▶ **What the task asks**
Use the entries below and reproduce exactly the lines from the one containing "the white road" down to the one containing "column 159, row 87", both of them included.

Items from a dataset:
────────

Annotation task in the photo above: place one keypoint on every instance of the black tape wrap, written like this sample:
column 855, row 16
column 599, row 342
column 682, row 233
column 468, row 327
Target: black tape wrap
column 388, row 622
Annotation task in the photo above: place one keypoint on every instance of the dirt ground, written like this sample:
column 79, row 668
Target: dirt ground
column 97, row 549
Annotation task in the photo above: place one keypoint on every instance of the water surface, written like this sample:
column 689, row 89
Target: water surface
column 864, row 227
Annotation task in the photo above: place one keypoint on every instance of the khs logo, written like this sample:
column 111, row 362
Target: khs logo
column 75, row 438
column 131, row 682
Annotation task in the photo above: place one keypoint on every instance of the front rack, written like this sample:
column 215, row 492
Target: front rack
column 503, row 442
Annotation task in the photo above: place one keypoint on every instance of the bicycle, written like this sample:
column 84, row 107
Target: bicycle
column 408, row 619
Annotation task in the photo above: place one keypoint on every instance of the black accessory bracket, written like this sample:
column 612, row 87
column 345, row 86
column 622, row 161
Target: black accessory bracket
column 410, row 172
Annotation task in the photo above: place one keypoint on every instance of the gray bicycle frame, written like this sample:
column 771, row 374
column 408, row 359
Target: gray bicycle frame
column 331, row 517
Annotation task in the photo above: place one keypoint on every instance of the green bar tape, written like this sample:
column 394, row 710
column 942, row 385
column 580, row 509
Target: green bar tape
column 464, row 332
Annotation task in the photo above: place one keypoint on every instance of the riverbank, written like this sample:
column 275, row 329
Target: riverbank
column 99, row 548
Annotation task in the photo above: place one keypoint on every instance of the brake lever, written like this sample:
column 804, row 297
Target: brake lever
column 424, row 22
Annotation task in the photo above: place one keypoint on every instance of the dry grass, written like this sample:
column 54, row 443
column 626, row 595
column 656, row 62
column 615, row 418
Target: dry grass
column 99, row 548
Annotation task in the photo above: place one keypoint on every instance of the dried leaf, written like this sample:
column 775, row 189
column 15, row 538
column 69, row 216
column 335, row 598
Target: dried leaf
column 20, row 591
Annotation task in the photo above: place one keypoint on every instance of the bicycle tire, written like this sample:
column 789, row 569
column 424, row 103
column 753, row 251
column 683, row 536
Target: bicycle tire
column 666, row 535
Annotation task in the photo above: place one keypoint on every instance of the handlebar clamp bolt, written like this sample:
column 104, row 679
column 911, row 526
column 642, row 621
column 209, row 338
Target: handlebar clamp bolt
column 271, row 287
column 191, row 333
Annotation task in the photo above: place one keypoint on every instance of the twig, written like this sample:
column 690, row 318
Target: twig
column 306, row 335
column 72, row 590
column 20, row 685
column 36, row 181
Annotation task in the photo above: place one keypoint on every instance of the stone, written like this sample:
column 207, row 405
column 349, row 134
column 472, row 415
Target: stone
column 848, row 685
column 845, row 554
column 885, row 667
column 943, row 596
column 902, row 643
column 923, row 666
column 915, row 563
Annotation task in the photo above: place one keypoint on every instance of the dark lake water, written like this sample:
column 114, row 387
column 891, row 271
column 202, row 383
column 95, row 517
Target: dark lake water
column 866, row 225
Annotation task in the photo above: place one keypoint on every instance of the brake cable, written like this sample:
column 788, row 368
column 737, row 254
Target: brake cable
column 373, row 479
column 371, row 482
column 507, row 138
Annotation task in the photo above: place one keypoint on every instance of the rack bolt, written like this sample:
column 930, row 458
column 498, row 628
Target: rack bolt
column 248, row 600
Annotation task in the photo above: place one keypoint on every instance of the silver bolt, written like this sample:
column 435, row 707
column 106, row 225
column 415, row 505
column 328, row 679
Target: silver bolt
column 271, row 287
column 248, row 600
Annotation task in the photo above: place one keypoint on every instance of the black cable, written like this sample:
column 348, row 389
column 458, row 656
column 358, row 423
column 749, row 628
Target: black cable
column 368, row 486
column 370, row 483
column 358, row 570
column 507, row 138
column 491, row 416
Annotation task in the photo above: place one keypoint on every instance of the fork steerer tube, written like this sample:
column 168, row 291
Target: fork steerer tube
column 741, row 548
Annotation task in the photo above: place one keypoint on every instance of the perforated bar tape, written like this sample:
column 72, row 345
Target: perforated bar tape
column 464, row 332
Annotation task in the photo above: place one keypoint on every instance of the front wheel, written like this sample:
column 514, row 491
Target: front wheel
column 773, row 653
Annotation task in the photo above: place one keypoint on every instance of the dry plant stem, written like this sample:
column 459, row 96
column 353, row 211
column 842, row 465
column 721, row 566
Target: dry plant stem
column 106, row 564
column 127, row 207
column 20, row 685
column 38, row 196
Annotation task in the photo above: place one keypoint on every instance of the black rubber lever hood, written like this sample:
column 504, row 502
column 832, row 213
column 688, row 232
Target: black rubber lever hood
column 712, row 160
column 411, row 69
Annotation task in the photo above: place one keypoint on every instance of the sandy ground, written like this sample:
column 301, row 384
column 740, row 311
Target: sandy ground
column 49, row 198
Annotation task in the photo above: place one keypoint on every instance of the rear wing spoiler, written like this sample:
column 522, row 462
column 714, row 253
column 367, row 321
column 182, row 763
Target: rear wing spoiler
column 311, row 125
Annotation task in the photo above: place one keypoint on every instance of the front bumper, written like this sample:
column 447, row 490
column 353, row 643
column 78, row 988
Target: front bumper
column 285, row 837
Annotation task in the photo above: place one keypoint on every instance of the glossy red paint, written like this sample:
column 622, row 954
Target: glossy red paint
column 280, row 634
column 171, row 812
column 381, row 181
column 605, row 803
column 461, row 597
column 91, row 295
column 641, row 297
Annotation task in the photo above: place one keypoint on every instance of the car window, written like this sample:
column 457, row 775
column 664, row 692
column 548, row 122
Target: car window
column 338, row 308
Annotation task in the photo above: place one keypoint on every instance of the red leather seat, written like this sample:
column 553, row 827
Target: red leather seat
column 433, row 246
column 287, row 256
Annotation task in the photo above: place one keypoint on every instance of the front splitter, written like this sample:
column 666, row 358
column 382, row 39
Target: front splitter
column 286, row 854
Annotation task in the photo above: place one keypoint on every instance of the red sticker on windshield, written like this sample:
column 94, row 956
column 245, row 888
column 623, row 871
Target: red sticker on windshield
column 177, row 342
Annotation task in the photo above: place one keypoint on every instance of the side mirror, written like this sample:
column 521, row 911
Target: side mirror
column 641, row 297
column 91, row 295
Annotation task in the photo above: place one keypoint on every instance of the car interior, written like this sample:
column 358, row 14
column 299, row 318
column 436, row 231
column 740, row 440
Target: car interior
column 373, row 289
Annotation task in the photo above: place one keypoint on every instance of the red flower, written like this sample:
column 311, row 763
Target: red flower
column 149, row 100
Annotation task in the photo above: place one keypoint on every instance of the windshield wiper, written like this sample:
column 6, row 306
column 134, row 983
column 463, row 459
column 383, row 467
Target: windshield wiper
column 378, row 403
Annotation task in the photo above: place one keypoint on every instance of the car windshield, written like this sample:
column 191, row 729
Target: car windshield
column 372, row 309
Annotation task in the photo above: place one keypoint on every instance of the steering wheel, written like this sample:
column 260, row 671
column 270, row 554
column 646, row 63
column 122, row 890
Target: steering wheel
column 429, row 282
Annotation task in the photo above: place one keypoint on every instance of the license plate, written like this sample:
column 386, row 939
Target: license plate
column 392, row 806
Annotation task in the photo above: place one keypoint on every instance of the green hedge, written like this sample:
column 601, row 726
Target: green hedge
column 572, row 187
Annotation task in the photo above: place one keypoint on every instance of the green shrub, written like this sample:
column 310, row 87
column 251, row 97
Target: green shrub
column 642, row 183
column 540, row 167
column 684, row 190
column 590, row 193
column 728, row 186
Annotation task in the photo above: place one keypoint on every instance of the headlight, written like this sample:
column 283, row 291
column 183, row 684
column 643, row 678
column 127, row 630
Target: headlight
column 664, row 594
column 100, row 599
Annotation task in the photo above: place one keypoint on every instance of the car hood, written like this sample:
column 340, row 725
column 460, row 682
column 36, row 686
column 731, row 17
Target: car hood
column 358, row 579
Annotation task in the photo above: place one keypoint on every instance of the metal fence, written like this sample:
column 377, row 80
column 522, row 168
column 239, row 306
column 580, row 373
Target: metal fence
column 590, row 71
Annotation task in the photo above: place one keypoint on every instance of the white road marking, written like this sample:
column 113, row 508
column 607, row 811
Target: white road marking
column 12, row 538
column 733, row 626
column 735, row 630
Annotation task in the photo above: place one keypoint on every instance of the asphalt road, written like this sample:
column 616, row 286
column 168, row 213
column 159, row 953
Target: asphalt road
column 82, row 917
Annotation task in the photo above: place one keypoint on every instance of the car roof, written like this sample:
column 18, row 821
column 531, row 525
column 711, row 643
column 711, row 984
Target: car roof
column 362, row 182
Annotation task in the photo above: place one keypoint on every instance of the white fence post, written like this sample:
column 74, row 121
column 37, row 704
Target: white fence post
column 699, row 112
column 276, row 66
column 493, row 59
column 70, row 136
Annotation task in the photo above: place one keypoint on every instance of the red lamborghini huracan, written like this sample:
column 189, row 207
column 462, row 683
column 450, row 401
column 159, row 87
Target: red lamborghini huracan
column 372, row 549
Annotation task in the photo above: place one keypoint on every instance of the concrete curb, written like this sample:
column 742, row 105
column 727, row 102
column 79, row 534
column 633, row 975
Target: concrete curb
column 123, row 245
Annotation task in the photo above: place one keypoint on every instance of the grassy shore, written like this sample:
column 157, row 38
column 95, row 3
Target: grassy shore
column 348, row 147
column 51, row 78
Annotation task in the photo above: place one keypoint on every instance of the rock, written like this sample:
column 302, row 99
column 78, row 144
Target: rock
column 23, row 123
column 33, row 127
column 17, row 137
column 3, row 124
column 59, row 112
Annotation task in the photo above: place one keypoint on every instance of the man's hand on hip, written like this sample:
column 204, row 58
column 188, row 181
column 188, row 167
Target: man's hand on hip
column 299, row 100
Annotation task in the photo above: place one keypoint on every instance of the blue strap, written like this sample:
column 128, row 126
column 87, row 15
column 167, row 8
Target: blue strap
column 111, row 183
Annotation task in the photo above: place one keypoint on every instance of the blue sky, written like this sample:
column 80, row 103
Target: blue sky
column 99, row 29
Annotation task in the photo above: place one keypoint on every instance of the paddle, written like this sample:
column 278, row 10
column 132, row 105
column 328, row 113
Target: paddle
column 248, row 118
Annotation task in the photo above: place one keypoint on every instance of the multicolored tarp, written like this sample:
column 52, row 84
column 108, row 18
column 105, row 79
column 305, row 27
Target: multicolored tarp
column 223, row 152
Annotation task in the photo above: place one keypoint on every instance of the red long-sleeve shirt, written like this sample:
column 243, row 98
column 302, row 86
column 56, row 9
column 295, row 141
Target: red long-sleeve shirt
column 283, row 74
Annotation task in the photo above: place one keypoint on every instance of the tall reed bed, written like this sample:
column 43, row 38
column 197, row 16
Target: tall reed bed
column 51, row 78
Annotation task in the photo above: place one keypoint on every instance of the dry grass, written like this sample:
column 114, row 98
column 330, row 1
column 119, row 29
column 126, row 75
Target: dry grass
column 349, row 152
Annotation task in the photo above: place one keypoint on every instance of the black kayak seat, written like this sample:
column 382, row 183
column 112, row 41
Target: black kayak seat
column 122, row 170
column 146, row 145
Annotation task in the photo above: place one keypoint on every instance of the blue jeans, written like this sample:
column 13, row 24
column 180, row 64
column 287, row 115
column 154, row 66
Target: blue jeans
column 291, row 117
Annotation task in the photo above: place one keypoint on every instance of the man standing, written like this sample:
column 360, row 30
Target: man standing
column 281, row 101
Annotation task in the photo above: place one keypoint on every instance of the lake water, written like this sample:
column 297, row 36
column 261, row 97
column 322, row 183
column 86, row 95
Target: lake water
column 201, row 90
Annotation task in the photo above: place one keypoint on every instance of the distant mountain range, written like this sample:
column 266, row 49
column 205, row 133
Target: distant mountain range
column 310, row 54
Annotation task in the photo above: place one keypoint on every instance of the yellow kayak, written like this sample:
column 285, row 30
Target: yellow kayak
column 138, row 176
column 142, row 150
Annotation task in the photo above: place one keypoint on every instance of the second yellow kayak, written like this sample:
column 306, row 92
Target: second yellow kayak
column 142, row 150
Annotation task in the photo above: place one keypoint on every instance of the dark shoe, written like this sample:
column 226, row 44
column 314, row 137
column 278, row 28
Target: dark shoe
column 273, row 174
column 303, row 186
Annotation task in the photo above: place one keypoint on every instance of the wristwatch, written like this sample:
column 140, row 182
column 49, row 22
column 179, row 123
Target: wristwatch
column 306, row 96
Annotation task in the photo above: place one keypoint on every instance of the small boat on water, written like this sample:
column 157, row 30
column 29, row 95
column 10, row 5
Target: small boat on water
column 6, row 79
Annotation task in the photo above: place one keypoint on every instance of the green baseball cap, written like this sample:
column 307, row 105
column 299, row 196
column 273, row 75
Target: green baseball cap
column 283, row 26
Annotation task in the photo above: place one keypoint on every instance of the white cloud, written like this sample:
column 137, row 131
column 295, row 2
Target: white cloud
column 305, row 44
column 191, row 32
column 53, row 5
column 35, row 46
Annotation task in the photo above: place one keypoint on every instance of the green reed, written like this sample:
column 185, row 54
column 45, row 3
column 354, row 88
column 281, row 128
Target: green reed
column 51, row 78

────────

▶ **Task solution**
Annotation task in the photo above: place one keypoint on every instance of the white road marking, written like this sample:
column 113, row 508
column 607, row 811
Target: white road marking
column 12, row 538
column 733, row 626
column 735, row 630
Annotation task in the photo above: place one keypoint on every instance of the asphalt road, written like this sample:
column 616, row 286
column 168, row 213
column 159, row 953
Target: asphalt road
column 82, row 917
Annotation task in the photo above: place one keypoint on every instance of the car roof, written like this sample:
column 18, row 821
column 531, row 525
column 711, row 643
column 711, row 984
Target: car roof
column 362, row 182
Annotation task in the photo above: place one keypoint on every instance of the white fence post, written like this sample:
column 74, row 121
column 37, row 704
Target: white fence post
column 699, row 112
column 276, row 66
column 493, row 59
column 70, row 136
Annotation task in the photo above: place one keypoint on every instance of the red lamborghini huracan, written like this sample:
column 189, row 207
column 462, row 683
column 450, row 401
column 159, row 87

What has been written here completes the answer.